Goal: Extract the lines from the start of the rows through the line containing "M 615 486 L", including both ends, and leave the picture out of your answer.

Exercise material:
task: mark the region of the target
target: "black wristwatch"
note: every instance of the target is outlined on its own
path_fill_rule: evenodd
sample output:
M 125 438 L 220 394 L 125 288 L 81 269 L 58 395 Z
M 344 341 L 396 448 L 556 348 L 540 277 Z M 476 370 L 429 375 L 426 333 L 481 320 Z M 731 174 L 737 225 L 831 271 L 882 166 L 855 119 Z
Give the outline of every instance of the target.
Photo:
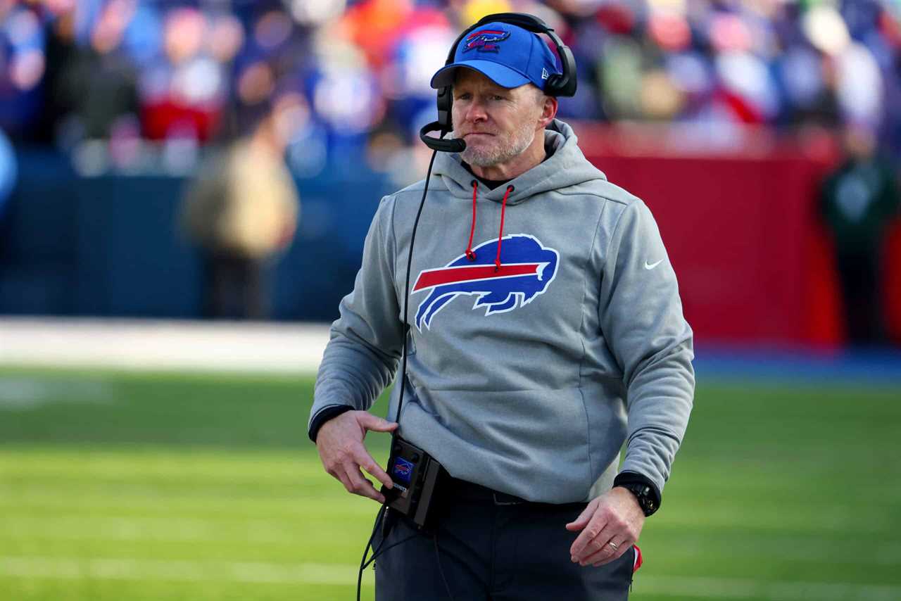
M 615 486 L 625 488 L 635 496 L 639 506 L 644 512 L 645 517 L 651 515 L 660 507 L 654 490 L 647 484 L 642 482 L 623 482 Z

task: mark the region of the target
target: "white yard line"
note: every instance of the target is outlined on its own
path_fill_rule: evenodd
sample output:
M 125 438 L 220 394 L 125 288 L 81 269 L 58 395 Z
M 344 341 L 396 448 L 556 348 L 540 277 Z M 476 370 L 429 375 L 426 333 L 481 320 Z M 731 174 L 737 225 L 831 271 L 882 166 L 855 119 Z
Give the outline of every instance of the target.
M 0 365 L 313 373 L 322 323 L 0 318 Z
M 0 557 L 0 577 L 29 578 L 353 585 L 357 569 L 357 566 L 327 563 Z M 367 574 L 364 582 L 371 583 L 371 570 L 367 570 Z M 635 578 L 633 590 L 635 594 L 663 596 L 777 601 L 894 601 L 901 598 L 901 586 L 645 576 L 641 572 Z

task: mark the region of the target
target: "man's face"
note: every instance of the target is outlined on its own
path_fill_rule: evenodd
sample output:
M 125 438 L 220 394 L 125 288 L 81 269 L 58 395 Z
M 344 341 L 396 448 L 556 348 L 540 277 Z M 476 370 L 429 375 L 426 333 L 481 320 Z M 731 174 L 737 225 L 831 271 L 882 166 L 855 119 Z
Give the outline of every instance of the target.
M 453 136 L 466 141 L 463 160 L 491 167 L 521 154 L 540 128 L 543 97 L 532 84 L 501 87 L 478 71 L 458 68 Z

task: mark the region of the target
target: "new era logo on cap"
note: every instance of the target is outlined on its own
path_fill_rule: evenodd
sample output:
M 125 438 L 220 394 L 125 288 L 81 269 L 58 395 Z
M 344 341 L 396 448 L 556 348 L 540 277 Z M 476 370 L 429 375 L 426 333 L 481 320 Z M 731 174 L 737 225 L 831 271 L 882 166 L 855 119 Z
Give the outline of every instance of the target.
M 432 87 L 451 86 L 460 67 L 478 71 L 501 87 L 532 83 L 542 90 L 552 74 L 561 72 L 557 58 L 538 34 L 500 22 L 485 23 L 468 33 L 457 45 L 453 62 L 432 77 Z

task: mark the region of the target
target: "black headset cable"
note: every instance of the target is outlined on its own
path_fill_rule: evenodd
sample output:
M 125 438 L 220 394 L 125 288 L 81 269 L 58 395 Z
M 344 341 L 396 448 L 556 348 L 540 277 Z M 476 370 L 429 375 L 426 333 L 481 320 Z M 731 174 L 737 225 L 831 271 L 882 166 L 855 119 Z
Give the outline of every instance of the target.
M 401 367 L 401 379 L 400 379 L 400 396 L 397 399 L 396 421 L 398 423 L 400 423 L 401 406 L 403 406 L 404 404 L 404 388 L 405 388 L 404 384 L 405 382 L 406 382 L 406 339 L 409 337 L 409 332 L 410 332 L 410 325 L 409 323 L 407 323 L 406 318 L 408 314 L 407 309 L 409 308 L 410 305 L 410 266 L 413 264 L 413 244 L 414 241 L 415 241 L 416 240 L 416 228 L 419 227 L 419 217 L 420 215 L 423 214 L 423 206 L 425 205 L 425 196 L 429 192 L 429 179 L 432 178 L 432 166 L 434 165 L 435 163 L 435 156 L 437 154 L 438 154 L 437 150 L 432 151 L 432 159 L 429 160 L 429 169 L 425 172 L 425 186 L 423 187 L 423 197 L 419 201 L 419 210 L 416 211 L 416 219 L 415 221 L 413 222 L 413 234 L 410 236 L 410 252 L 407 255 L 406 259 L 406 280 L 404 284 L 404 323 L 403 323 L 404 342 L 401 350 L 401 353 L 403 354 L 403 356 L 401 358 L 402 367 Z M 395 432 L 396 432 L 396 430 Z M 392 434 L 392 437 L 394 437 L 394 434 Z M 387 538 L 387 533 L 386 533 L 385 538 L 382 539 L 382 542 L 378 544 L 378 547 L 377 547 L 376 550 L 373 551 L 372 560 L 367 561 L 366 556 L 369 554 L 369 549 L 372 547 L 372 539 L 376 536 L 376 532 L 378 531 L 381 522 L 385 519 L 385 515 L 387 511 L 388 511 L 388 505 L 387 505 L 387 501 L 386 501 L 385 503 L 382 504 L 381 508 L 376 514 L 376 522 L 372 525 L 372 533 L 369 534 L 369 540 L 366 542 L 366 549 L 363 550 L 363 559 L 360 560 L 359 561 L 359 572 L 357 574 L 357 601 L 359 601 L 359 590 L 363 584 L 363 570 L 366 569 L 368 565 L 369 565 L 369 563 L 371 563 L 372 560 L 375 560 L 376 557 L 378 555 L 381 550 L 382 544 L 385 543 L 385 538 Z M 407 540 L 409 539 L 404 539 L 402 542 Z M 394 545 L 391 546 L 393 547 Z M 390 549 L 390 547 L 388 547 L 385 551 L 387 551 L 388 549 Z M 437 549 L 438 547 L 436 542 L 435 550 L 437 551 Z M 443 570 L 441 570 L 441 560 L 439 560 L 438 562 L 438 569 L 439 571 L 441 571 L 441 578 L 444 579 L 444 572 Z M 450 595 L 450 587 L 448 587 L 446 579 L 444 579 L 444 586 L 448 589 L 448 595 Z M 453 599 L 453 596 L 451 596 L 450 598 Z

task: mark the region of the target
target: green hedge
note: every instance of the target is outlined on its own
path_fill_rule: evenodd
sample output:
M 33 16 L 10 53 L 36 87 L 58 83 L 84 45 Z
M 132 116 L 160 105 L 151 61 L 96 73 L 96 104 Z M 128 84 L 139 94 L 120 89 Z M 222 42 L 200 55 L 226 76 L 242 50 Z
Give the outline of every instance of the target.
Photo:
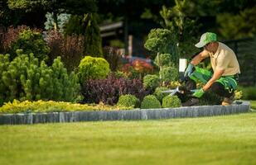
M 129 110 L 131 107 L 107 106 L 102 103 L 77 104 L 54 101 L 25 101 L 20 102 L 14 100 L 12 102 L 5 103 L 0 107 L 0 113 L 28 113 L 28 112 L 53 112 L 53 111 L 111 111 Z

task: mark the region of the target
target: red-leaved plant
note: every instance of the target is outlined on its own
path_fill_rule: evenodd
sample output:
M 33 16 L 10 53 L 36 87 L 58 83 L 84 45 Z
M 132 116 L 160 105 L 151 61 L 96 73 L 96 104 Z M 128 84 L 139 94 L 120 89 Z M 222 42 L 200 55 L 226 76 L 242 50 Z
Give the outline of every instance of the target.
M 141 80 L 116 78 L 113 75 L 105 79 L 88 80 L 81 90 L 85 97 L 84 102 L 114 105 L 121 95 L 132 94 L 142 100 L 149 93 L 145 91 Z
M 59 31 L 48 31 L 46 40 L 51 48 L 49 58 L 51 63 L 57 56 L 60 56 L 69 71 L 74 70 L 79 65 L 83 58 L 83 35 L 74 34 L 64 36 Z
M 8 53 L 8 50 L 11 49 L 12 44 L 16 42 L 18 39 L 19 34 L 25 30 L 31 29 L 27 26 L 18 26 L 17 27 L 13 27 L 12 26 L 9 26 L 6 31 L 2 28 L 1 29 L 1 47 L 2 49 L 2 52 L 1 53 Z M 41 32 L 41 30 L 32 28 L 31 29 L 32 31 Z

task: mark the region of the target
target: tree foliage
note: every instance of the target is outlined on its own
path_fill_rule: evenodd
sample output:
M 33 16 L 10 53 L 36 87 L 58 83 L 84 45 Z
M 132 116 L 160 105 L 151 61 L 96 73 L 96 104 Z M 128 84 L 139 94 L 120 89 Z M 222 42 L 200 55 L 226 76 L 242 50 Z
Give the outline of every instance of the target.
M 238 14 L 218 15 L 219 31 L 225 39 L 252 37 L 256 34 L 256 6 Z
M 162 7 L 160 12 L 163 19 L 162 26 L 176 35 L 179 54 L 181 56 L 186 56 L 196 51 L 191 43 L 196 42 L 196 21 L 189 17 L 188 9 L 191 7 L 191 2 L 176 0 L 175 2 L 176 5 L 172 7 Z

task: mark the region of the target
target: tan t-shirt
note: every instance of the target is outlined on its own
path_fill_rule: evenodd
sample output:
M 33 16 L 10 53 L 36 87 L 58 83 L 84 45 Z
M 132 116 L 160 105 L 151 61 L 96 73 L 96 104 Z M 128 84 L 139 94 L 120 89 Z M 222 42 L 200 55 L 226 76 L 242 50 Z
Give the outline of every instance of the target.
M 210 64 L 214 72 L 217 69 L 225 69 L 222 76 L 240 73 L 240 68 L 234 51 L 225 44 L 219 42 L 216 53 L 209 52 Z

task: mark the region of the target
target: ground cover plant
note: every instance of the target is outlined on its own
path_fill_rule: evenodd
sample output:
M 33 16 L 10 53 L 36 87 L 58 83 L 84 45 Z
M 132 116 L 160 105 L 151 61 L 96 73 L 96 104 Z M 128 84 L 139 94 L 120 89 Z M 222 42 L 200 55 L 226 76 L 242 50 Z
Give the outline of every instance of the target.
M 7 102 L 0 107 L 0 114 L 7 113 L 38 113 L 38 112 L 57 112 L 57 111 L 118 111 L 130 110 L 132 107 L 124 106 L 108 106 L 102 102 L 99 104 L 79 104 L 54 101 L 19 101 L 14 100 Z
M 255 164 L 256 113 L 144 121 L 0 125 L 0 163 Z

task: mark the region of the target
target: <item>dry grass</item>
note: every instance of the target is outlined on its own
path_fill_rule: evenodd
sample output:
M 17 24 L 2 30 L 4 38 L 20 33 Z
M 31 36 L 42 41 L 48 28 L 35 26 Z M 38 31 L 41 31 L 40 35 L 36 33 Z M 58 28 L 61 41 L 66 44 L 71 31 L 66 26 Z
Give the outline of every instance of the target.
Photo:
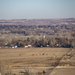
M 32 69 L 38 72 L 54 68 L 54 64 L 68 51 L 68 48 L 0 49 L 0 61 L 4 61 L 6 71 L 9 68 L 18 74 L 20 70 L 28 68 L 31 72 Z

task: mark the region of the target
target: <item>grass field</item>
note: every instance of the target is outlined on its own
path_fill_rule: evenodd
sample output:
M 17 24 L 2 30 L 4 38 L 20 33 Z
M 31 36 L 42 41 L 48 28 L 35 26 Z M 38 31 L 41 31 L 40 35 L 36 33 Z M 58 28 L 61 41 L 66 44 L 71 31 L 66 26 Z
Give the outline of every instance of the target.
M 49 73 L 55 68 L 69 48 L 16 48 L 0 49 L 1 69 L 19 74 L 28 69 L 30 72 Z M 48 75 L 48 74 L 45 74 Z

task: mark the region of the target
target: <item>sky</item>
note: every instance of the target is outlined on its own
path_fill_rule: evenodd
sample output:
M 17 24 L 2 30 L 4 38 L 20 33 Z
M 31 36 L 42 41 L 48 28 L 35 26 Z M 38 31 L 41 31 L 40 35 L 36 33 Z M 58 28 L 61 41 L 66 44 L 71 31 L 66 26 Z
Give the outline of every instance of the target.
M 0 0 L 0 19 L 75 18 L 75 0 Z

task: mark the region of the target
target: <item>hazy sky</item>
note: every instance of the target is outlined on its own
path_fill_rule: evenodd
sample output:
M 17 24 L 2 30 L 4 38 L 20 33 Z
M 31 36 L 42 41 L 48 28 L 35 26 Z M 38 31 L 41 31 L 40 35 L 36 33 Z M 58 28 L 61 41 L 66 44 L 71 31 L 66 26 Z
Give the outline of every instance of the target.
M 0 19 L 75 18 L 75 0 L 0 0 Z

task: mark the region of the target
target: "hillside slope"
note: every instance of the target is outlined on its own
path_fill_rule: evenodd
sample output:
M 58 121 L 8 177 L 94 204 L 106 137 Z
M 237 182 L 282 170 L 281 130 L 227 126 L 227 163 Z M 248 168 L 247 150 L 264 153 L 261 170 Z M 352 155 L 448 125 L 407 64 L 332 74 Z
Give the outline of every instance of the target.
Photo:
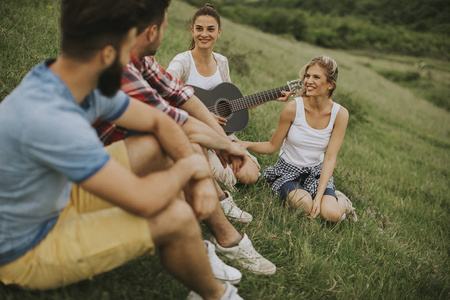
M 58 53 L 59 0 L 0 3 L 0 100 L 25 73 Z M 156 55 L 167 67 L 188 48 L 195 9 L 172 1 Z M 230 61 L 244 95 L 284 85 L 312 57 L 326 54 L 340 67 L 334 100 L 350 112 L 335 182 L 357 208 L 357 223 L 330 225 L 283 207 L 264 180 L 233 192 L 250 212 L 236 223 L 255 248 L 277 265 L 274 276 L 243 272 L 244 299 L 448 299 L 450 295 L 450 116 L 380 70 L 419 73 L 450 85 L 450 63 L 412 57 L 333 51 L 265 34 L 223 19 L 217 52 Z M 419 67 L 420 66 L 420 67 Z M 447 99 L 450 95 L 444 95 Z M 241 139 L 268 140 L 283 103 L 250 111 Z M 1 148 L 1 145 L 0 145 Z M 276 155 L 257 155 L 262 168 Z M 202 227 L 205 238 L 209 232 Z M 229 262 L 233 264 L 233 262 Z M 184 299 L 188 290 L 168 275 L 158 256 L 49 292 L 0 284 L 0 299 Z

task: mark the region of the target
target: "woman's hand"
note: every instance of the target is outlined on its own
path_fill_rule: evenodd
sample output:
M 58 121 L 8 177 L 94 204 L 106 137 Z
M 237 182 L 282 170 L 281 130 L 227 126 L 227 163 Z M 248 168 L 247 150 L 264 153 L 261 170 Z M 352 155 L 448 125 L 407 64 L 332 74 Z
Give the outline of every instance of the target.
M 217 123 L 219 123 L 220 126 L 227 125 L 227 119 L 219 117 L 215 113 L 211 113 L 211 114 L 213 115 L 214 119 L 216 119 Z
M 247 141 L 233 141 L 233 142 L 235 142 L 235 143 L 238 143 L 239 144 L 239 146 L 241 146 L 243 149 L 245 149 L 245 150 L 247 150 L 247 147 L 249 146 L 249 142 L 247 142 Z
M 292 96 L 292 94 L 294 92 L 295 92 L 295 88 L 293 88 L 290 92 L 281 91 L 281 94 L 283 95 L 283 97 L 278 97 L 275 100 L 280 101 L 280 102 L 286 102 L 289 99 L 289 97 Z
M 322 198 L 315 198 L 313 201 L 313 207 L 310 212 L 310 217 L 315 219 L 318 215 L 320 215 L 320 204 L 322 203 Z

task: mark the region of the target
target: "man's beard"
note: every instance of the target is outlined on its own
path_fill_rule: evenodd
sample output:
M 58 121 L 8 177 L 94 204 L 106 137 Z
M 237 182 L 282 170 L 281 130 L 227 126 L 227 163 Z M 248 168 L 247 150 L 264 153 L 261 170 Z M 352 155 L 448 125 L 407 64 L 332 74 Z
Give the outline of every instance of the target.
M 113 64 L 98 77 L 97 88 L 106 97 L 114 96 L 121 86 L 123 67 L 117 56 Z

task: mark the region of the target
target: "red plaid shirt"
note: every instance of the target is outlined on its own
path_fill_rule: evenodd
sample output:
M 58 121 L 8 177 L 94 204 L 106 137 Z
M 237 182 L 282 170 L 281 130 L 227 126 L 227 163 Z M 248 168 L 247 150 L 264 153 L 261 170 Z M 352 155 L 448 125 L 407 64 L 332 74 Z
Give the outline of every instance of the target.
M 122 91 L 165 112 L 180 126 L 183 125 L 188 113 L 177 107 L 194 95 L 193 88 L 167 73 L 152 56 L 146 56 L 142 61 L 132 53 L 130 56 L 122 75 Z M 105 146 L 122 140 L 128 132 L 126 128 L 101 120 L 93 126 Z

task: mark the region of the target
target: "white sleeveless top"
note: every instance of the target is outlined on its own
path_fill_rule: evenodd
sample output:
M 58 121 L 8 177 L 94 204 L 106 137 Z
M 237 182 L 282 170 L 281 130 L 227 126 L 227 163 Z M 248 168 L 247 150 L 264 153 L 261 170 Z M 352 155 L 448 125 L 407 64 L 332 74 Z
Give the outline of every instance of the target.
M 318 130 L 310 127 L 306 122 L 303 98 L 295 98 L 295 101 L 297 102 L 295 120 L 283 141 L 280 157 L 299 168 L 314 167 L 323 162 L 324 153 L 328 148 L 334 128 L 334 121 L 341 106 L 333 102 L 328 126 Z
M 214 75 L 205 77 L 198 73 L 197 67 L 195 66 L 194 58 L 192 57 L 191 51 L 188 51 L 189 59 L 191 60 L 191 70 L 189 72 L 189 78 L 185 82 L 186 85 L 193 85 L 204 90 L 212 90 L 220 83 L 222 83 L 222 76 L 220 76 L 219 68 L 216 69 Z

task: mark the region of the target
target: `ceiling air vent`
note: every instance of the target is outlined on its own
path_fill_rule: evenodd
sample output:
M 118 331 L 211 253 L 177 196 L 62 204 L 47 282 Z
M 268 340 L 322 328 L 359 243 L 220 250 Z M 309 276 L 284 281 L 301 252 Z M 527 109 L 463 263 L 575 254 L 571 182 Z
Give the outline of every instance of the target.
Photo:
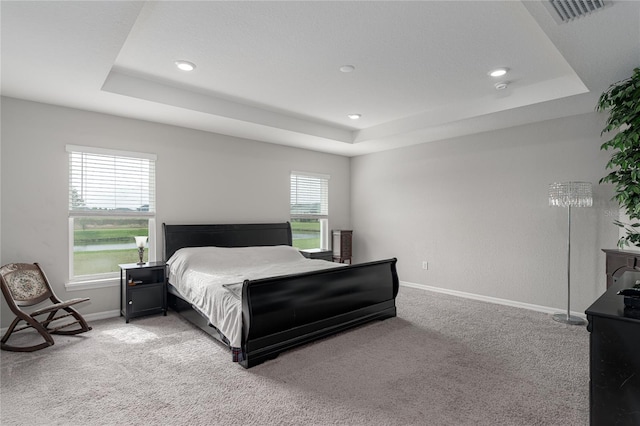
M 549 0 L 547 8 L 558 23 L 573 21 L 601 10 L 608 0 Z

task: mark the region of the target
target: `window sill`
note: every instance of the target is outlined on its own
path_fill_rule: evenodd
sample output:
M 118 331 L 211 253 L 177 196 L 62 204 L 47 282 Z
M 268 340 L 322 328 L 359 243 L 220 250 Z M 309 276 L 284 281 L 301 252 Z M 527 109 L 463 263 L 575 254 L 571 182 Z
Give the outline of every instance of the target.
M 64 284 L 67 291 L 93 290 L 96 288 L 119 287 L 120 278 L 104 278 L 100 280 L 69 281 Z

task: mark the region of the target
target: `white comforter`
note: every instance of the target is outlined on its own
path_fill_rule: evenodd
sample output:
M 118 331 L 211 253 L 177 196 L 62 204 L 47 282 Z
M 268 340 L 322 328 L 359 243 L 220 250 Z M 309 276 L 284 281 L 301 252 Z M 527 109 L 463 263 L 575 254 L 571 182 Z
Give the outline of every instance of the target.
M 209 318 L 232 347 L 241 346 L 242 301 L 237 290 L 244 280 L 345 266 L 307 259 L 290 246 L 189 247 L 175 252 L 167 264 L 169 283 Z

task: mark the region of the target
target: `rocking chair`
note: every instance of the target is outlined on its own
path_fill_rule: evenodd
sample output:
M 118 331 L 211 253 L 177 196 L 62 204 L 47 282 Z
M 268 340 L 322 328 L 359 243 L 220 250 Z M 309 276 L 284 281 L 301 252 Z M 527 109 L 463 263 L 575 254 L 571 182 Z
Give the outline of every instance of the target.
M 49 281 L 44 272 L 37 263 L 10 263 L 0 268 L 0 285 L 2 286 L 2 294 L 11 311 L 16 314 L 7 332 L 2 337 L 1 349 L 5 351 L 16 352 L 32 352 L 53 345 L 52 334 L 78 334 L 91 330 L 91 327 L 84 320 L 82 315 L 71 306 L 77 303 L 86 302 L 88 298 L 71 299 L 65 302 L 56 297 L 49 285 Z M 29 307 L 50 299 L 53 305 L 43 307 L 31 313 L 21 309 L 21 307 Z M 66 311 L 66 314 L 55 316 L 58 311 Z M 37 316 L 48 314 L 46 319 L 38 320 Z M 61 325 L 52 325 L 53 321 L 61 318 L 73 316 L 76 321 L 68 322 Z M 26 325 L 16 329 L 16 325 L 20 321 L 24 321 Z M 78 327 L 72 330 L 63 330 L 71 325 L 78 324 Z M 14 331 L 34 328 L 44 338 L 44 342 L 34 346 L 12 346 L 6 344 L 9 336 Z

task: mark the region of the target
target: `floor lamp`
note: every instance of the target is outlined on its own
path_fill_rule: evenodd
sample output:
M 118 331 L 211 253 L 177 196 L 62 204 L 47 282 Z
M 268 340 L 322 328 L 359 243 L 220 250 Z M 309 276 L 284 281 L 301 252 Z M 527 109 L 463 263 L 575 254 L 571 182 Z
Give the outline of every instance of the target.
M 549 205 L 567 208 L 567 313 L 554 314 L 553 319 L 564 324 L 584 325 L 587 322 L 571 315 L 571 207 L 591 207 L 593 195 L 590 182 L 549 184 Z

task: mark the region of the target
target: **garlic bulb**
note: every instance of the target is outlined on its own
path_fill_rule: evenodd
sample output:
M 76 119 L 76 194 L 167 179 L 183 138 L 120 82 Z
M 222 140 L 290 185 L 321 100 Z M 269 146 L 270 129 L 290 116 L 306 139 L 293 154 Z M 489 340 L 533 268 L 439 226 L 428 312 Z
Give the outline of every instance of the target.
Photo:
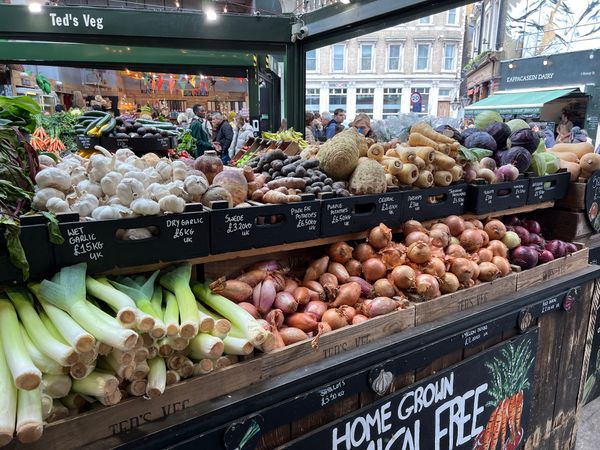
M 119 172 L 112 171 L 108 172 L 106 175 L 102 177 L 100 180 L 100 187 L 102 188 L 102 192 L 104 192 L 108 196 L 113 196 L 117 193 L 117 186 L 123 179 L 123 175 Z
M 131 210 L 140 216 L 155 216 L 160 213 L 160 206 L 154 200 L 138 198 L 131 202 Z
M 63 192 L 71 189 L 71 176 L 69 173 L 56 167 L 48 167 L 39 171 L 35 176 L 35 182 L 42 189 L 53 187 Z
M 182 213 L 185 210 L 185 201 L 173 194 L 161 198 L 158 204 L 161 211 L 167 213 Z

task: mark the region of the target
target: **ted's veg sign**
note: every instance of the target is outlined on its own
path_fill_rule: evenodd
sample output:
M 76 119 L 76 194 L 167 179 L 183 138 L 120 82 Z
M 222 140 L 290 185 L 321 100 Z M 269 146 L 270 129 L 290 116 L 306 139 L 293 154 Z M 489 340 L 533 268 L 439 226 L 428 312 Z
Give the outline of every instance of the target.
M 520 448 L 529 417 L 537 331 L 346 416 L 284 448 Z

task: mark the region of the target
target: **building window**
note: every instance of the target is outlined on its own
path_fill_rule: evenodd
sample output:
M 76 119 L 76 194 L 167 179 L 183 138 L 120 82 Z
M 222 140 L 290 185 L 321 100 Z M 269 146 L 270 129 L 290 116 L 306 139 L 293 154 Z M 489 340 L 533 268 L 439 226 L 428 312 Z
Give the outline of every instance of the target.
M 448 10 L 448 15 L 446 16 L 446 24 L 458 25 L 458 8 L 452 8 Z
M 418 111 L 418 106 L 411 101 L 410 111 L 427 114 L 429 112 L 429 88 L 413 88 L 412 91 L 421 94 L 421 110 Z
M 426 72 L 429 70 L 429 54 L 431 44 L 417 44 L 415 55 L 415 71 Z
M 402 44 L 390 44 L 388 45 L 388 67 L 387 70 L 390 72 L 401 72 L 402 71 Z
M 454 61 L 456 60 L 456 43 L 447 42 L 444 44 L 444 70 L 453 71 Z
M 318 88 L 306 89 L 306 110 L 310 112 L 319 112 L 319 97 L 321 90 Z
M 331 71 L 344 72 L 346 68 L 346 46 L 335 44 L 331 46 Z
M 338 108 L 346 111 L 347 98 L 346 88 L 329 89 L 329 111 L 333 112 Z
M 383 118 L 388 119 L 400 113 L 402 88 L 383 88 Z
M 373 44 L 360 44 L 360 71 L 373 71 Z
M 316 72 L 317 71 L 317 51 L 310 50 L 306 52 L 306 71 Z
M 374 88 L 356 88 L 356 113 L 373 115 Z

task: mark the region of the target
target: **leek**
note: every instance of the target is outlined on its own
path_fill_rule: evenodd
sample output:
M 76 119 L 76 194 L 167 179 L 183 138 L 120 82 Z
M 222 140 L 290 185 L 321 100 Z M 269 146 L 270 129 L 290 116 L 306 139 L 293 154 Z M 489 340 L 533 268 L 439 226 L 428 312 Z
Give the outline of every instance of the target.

Answer to the problem:
task: mark the region of the target
target: "black wristwatch"
note: every instance of the target is outlined on its own
path_fill_rule: evenodd
sample output:
M 125 438 L 220 394 L 125 288 L 81 269 L 58 395 Z
M 344 341 L 396 448 L 556 348 L 540 277 Z M 476 370 L 429 375 L 426 333 L 481 320 Z M 731 174 L 737 225 L 831 271 L 882 166 L 855 119 Z
Give the outline of every instance of the target.
Photo:
M 615 486 L 625 488 L 635 496 L 639 506 L 644 512 L 645 517 L 651 515 L 660 507 L 654 490 L 647 484 L 642 482 L 623 482 Z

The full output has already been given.